BRIEF:
Please rewrite all the material below, requests included, adding 74 to every coordinate in the answers and leaving the pictures out.
---- EXTRACTED ENTRIES
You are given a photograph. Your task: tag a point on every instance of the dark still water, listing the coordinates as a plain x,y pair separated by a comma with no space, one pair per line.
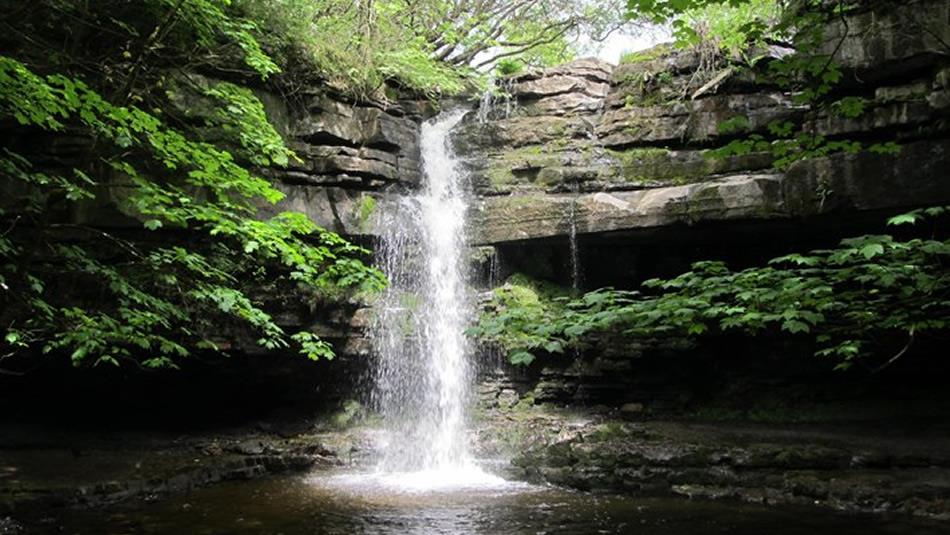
347,504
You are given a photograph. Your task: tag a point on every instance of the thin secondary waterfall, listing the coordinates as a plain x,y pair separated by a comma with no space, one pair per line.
572,240
422,381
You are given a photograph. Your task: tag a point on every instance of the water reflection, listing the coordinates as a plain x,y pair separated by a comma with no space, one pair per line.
331,504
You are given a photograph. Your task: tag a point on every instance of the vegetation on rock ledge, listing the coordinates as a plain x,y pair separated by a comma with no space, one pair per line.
845,299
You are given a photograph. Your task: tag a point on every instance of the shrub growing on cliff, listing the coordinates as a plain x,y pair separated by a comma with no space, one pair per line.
844,298
92,125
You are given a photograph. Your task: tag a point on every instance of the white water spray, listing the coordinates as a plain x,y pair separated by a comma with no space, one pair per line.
--------
OUTPUT FOR THIS TASK:
You are given a photograph. Your task: tag a point on every instance of the dark still water, listing the coordinates as a plain x,y pair separated by a comma with no space, one pair per line.
421,578
You are given a photograph. Your task: tag a point on every instance of the thin secondary waterfall, listing the coordinates as a plain x,y pair separated by a comma with no space, one pair per line.
646,314
496,455
You are given a photograph. Your task: tag a point on every instance of the water reflection, listing the coordinates as a plain x,y pair separated by a comma with no space, one pair per line.
405,578
You are given a photograph. Your task: tag a point on every instance of the vegetation on rock ledge, listing the coordinates as a plain x,y pair separated by a comma with no space, one pair per line.
919,373
You are given a photograph. Your task: tag a point on every instance of the shrub growing on cliff, listing the coordinates as a plain x,y pair separated by a comma with no space, one pair per line.
918,372
166,199
You are given a photograph. Your task: tag a point on every instance of the white water spray, listing the coordinates as a plain x,y pair separated by a comma with no space, one pair per line.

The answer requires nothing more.